### INPUT DATA
--------------------

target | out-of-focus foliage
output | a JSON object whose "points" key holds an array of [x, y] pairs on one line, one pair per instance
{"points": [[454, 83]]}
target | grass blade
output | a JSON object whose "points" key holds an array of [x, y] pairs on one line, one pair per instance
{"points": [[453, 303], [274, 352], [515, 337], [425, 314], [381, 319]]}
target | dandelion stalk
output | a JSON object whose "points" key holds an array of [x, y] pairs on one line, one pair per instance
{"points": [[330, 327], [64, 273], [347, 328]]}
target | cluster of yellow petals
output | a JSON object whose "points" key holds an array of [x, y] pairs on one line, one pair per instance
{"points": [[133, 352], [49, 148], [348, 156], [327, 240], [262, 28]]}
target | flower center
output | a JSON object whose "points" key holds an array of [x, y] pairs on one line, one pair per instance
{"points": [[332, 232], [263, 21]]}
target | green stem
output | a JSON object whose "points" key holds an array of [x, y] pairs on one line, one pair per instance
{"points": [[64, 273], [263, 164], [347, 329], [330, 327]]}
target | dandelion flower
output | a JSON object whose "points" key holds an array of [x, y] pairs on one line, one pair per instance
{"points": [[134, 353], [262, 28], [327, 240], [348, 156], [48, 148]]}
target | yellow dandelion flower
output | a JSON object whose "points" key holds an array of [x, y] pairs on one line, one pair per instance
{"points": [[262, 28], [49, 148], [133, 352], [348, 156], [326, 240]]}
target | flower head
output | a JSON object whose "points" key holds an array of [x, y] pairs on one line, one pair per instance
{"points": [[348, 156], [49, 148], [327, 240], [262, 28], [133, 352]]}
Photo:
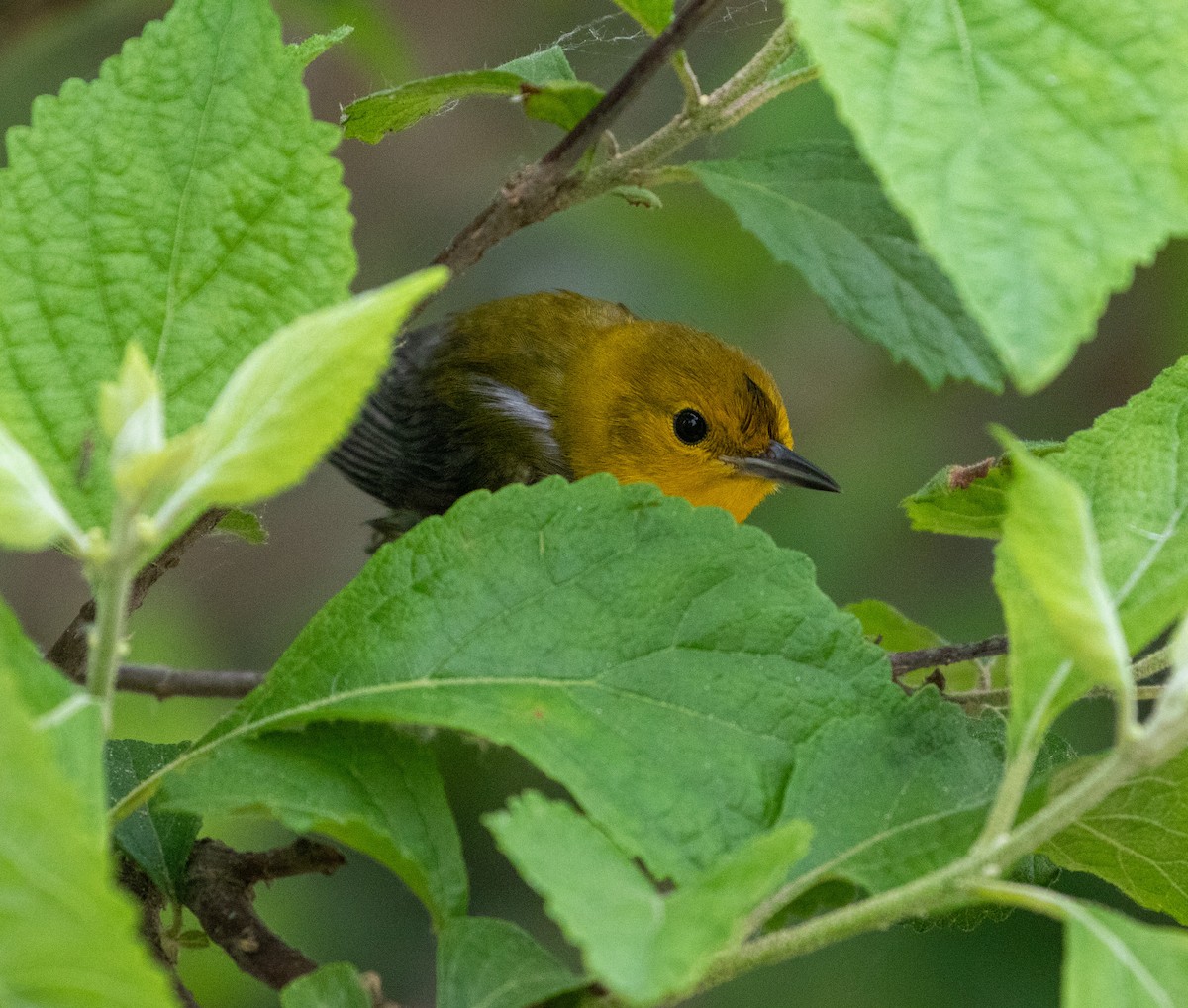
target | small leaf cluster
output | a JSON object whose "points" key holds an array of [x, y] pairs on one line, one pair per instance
{"points": [[743, 780]]}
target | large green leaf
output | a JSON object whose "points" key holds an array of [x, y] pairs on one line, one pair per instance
{"points": [[68, 937], [292, 398], [1061, 621], [1135, 838], [488, 962], [660, 661], [668, 665], [363, 784], [640, 943], [918, 802], [544, 81], [1114, 960], [1133, 464], [1040, 149], [819, 208], [185, 199], [1133, 467]]}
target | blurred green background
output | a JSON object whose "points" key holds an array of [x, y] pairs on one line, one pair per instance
{"points": [[870, 423]]}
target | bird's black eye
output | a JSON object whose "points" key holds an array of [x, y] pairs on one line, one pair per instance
{"points": [[689, 426]]}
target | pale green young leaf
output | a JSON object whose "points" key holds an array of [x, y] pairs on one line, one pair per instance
{"points": [[185, 200], [1061, 621], [333, 985], [643, 945], [542, 66], [818, 207], [63, 713], [56, 885], [652, 15], [1040, 151], [544, 81], [131, 409], [158, 840], [31, 515], [1135, 838], [309, 49], [1133, 464], [292, 398], [367, 786], [497, 964], [1111, 959], [969, 499], [244, 525]]}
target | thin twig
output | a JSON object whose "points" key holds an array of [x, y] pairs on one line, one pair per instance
{"points": [[220, 890], [69, 652], [152, 901], [163, 682], [533, 193], [903, 662]]}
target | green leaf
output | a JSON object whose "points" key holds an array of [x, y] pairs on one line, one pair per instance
{"points": [[894, 632], [1061, 621], [966, 500], [544, 80], [366, 786], [1040, 152], [639, 196], [971, 499], [31, 515], [244, 525], [819, 208], [294, 398], [1133, 464], [658, 624], [1112, 959], [309, 49], [187, 200], [641, 944], [334, 985], [918, 804], [542, 66], [1135, 838], [652, 15], [66, 936], [64, 715], [561, 102], [494, 964], [157, 840]]}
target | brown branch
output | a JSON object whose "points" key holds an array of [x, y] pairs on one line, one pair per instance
{"points": [[163, 682], [220, 889], [69, 652], [902, 662], [152, 901], [535, 191]]}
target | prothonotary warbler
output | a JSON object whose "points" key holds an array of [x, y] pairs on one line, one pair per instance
{"points": [[528, 386]]}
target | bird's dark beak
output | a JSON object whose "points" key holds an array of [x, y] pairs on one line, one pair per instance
{"points": [[783, 464]]}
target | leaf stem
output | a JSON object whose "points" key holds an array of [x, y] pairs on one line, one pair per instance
{"points": [[111, 576], [974, 876]]}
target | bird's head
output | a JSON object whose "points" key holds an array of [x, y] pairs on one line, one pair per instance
{"points": [[662, 403]]}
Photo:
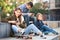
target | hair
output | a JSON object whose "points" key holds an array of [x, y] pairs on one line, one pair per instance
{"points": [[17, 9], [38, 15], [30, 3]]}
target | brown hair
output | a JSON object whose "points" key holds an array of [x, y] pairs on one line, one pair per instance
{"points": [[37, 15]]}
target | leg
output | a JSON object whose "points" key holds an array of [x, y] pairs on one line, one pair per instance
{"points": [[49, 29], [32, 27], [15, 29]]}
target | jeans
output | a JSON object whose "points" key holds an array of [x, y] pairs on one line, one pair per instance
{"points": [[26, 18], [46, 29], [28, 29]]}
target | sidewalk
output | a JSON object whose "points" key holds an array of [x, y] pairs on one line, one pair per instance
{"points": [[36, 38]]}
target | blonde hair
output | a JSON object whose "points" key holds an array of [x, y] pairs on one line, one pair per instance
{"points": [[37, 15]]}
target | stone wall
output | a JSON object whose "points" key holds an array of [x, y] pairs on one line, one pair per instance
{"points": [[53, 24]]}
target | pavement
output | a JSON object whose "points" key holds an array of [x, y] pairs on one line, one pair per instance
{"points": [[34, 38]]}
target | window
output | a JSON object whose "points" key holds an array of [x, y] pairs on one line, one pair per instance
{"points": [[57, 3]]}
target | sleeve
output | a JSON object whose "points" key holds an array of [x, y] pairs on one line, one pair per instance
{"points": [[22, 19]]}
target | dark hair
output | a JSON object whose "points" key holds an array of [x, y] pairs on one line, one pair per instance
{"points": [[17, 9], [30, 3]]}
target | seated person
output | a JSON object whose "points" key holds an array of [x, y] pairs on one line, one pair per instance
{"points": [[18, 24], [31, 18], [40, 25]]}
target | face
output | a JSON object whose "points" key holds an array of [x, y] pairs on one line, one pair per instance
{"points": [[18, 13], [28, 6], [40, 17]]}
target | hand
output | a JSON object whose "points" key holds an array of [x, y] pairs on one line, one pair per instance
{"points": [[12, 22], [17, 23]]}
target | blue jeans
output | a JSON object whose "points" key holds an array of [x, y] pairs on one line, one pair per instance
{"points": [[28, 29], [26, 18], [46, 29]]}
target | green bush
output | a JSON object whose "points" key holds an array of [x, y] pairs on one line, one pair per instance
{"points": [[37, 9]]}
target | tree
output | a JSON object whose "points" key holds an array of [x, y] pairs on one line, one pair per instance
{"points": [[38, 8]]}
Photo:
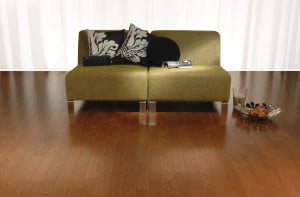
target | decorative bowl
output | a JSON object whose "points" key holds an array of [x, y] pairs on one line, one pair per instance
{"points": [[256, 111]]}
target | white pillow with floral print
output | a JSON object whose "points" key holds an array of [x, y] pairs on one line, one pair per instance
{"points": [[134, 48], [104, 43]]}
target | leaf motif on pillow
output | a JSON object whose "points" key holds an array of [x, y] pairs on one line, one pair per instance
{"points": [[135, 46], [100, 46]]}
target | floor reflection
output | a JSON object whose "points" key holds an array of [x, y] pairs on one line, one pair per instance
{"points": [[253, 125]]}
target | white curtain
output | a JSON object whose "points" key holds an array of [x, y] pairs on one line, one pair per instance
{"points": [[255, 34]]}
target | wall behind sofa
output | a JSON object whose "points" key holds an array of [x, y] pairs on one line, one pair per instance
{"points": [[256, 34]]}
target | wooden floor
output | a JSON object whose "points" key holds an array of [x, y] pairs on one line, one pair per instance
{"points": [[108, 149]]}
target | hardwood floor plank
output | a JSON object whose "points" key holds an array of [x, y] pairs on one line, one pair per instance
{"points": [[102, 149]]}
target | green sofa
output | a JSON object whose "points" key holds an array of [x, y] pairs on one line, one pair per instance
{"points": [[205, 81]]}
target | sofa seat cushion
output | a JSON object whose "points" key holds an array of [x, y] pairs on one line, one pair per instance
{"points": [[199, 83], [112, 83]]}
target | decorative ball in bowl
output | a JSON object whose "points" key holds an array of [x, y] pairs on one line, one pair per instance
{"points": [[258, 111]]}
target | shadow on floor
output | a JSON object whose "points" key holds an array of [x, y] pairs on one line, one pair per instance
{"points": [[133, 106]]}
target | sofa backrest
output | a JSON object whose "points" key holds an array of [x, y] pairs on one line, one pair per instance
{"points": [[201, 47]]}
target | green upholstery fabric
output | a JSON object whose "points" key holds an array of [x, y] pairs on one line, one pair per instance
{"points": [[112, 83], [206, 81], [202, 47], [200, 83]]}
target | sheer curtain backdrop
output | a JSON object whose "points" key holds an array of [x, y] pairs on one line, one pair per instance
{"points": [[255, 34]]}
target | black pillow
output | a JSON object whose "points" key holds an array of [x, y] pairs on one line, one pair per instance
{"points": [[134, 48], [103, 60], [104, 43], [162, 49]]}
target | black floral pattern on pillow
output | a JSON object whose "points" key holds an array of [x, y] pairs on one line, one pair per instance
{"points": [[134, 48], [104, 43]]}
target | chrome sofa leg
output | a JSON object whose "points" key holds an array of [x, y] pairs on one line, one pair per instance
{"points": [[143, 112], [71, 106], [152, 113]]}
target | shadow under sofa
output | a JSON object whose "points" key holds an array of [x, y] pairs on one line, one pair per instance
{"points": [[205, 81]]}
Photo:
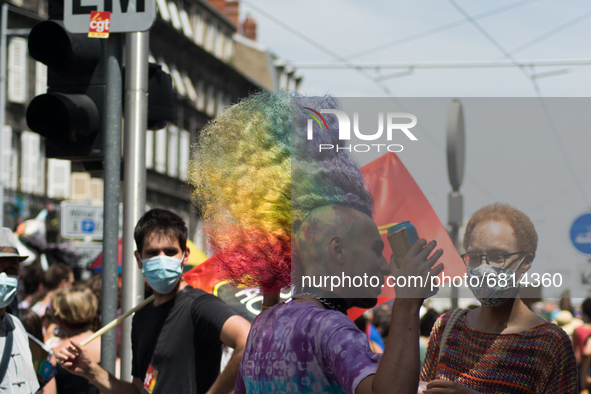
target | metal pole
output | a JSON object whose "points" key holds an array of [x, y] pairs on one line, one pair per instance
{"points": [[112, 144], [3, 60], [456, 153], [136, 122]]}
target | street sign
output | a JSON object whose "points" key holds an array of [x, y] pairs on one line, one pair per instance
{"points": [[126, 15], [82, 220], [580, 233], [89, 251]]}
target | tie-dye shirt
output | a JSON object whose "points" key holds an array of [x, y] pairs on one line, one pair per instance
{"points": [[301, 347]]}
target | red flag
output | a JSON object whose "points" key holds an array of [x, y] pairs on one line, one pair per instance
{"points": [[398, 198]]}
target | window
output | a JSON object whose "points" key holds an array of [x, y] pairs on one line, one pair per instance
{"points": [[160, 162], [184, 153], [40, 78], [30, 148], [173, 151], [58, 178], [17, 70], [9, 161]]}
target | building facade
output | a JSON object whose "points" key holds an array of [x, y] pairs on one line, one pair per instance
{"points": [[213, 64]]}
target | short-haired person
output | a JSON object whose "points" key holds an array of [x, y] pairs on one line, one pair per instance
{"points": [[501, 346], [19, 374], [57, 276], [73, 310], [177, 339], [310, 344]]}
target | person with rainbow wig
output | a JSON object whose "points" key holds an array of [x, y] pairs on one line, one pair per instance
{"points": [[277, 211]]}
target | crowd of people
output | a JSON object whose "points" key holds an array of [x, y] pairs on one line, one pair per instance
{"points": [[309, 343], [500, 346]]}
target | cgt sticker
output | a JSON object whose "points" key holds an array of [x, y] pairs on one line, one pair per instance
{"points": [[100, 22]]}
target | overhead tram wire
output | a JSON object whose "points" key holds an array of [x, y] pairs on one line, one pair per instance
{"points": [[508, 55], [379, 84], [438, 29], [549, 34]]}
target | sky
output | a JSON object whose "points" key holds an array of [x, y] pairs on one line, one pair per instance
{"points": [[532, 153]]}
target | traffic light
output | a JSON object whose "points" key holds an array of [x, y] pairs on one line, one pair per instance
{"points": [[69, 114]]}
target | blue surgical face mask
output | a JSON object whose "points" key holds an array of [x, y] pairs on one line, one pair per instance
{"points": [[501, 290], [8, 286], [162, 272]]}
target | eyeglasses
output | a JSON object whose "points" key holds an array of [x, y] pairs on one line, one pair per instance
{"points": [[496, 259]]}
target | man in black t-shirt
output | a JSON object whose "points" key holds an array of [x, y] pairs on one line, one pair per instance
{"points": [[176, 340]]}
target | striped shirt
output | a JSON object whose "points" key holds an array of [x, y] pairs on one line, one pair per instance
{"points": [[535, 361]]}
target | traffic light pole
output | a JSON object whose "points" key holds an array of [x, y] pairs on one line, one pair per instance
{"points": [[112, 148], [136, 118]]}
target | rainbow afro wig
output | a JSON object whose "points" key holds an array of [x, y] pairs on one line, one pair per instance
{"points": [[256, 176]]}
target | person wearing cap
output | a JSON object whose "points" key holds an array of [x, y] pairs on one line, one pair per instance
{"points": [[17, 374]]}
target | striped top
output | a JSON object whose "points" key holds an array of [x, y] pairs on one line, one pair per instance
{"points": [[535, 361]]}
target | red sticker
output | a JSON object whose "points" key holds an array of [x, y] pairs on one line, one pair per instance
{"points": [[150, 379], [100, 23]]}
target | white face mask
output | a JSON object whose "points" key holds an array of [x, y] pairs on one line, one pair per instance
{"points": [[162, 272], [8, 287]]}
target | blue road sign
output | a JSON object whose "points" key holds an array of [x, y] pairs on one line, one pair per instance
{"points": [[580, 233], [88, 225]]}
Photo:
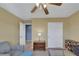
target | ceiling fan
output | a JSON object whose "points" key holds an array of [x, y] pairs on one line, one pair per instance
{"points": [[44, 6]]}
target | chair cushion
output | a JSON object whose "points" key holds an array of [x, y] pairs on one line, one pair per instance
{"points": [[4, 47]]}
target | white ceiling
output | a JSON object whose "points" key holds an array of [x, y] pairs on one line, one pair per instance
{"points": [[23, 10]]}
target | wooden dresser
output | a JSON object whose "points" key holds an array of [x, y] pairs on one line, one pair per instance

--------------------

### STATED PROBLEM
Resize the records from the line containing "target | striped top" through the end of the records, both ends included. Repeat every line, requests too, and multiply each point coordinate in the answers by 0.2, rounding to whole numbers with halves going up; leave out the pictures.

### WRITTEN SOLUTION
target | striped top
output | a JSON object whose "points" key holds an array of [x, y] pairs on one line, one pair per instance
{"points": [[107, 72]]}
target | red sticker
output | a JSON object whose "points" key holds an array of [x, y] pairs on one line, one pair per instance
{"points": [[30, 76], [20, 5]]}
target | white face mask
output | a JSON object whose "points" key holds an array of [x, y] pairs on one line, one pair per instance
{"points": [[32, 54], [2, 57]]}
target | blue road sign
output | a JSON object whose "points" key holds an array of [x, y] pairs on one line, one pair per instance
{"points": [[116, 47], [18, 45]]}
Photo:
target | ceiling fan
output | a JSON object whose "points" key holds an array of [x, y] pairs on one line, one pair per instance
{"points": [[9, 1]]}
target | chair cushion
output | a JSON object whose "points" key holds an array of [x, y] pairs on one line, one pair per instance
{"points": [[1, 9]]}
target | white ceiling
output | a JSON object whose "points" key holds an array of [x, y] pairs on one line, one pair per instance
{"points": [[5, 2]]}
target | wooden dresser
output | a JSON object whose "points" key holds an array of [x, y] pairs on one line, one pair per instance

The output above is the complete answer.